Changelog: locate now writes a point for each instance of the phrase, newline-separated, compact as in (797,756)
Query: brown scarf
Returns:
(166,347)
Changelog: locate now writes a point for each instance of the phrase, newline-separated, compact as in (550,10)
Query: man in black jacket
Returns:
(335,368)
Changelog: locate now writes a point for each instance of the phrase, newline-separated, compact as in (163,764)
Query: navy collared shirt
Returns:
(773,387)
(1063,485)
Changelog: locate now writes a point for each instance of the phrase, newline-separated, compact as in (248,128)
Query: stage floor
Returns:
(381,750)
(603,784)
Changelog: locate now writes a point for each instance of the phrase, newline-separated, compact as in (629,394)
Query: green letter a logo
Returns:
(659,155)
--
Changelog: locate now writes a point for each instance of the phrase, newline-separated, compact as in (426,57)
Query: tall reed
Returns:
--
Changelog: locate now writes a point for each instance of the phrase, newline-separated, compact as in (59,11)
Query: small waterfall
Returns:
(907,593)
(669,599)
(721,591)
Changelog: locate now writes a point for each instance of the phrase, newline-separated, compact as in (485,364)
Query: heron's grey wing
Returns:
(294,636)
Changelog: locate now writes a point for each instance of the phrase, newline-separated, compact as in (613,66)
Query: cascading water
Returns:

* [WHAT TO DO] Count the lines in the records that contain the string "Query". How many are there? Reply with the number alone.

* [EXERCISE RESPONSE] 9